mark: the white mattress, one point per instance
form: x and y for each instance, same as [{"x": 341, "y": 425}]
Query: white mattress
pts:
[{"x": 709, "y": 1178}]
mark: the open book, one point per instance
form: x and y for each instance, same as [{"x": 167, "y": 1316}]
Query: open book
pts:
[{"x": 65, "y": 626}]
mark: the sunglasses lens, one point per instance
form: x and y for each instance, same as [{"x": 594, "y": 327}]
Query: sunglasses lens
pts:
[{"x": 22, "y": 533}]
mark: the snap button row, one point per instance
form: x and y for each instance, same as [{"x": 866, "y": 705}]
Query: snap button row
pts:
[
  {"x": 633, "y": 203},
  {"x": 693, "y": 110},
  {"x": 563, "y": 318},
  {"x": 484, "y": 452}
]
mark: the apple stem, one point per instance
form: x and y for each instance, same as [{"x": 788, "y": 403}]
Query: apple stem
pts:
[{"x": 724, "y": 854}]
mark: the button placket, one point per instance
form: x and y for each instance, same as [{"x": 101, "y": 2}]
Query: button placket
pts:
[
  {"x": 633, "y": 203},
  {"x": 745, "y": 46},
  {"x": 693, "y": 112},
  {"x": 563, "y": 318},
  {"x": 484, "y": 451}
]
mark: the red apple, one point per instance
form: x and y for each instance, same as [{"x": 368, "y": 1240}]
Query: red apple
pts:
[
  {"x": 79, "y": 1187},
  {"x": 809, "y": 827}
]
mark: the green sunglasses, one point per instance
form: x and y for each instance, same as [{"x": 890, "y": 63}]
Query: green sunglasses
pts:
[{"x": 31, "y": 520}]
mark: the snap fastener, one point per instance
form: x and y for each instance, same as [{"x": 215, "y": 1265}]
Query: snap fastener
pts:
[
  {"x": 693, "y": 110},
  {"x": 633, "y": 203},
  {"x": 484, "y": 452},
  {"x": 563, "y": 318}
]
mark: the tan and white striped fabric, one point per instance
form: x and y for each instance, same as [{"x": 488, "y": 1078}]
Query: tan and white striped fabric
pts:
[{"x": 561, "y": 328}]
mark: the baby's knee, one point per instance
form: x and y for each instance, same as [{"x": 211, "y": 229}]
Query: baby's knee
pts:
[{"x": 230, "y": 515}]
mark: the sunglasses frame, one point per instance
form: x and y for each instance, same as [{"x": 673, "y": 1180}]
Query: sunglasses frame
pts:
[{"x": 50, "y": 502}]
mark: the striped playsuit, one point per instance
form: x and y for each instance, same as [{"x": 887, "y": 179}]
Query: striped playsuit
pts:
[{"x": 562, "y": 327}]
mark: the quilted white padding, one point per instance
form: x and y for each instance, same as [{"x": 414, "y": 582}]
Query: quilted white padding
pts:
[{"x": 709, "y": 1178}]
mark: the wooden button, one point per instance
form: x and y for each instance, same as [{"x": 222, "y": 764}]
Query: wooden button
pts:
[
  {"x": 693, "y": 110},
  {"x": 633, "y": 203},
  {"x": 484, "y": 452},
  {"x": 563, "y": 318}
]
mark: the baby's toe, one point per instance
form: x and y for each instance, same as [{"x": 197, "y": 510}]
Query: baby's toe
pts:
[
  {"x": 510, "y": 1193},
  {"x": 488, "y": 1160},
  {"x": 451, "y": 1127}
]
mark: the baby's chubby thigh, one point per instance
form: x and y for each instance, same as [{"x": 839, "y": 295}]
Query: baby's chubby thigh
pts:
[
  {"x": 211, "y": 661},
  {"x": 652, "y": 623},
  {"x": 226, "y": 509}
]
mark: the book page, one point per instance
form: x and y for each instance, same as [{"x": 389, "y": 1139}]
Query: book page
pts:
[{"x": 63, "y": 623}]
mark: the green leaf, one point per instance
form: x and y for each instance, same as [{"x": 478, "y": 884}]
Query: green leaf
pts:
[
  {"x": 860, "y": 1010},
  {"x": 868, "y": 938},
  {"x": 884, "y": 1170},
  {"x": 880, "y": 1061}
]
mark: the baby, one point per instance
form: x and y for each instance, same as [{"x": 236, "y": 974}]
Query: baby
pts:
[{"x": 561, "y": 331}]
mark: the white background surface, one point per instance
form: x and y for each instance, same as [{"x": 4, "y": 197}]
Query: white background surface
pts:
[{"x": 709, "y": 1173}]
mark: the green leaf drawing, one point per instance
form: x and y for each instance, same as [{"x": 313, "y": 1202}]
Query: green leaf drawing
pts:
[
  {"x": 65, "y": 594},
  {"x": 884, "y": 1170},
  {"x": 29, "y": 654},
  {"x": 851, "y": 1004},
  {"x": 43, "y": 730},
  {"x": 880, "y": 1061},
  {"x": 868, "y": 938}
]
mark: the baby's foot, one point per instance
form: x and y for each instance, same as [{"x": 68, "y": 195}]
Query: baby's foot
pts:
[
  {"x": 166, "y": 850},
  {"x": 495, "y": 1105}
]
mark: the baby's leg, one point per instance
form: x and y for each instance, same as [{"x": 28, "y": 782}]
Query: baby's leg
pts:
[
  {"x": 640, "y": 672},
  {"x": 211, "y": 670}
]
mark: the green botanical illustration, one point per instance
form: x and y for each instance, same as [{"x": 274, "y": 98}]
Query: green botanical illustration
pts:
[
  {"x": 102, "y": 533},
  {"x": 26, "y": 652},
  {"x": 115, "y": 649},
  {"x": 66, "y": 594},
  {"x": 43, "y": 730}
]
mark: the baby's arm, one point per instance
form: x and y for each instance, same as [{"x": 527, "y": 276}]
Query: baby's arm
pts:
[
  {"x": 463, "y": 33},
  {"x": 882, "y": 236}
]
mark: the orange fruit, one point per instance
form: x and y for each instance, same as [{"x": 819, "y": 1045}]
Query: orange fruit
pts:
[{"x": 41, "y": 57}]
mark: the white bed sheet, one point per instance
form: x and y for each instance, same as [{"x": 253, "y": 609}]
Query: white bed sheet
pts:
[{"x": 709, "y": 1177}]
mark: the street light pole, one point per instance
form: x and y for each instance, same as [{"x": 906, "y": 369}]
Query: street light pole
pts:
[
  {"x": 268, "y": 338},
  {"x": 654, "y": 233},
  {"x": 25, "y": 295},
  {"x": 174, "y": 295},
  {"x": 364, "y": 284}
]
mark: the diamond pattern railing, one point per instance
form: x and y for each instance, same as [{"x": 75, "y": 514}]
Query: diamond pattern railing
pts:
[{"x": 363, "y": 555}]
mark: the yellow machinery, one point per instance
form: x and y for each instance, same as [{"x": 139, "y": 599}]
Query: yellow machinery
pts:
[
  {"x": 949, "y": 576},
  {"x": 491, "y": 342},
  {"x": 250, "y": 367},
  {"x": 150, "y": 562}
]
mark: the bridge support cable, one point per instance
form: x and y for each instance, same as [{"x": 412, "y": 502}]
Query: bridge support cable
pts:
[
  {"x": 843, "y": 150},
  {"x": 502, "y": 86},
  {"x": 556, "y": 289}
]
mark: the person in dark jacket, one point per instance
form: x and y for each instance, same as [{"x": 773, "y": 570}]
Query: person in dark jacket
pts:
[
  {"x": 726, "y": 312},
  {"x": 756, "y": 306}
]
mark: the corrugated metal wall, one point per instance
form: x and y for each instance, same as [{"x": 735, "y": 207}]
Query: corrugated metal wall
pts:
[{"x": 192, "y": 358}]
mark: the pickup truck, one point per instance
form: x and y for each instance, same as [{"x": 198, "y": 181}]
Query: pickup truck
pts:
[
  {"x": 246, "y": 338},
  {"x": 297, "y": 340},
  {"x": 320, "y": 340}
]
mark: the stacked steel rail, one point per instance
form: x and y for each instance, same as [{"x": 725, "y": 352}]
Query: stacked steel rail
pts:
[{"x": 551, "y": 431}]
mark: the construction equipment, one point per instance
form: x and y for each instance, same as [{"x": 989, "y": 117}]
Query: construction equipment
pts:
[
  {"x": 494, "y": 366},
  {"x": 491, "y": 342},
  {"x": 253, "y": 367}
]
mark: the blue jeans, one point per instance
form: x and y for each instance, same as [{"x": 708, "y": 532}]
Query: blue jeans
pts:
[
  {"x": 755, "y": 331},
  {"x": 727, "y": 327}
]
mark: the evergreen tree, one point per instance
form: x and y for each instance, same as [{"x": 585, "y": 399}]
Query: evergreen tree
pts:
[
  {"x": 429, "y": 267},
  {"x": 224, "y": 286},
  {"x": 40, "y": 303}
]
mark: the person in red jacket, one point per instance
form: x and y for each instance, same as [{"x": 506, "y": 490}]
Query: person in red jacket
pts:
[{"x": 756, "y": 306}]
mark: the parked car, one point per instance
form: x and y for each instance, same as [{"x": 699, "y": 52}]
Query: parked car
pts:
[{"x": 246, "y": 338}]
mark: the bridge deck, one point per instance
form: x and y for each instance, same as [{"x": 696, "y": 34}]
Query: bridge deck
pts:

★ ★ ★ ★ ★ ★ ★

→ **WRITTEN REQUEST**: Only the lines from the one with "mark: the evergreen" through the end of the material are wanted; copy them exactly, both ends included.

→ **RESULT OF THE TASK**:
mark: the evergreen tree, one point per instance
form: x and y for each instance, same as [{"x": 585, "y": 399}]
Query: evergreen tree
pts:
[
  {"x": 429, "y": 267},
  {"x": 224, "y": 286},
  {"x": 40, "y": 303}
]
mark: the person in red jacket, one point per instance
form: x and y for each instance, same as [{"x": 506, "y": 490}]
Query: person in red jacket
pts:
[{"x": 756, "y": 306}]
mark: the parked car, one point per instance
form: x and y for each instance, same as [{"x": 699, "y": 52}]
Query: parked car
pts:
[{"x": 246, "y": 338}]
mark: the bridge deck, one point per instance
form: x and y for each instance, same as [{"x": 696, "y": 34}]
Query: bridge deck
pts:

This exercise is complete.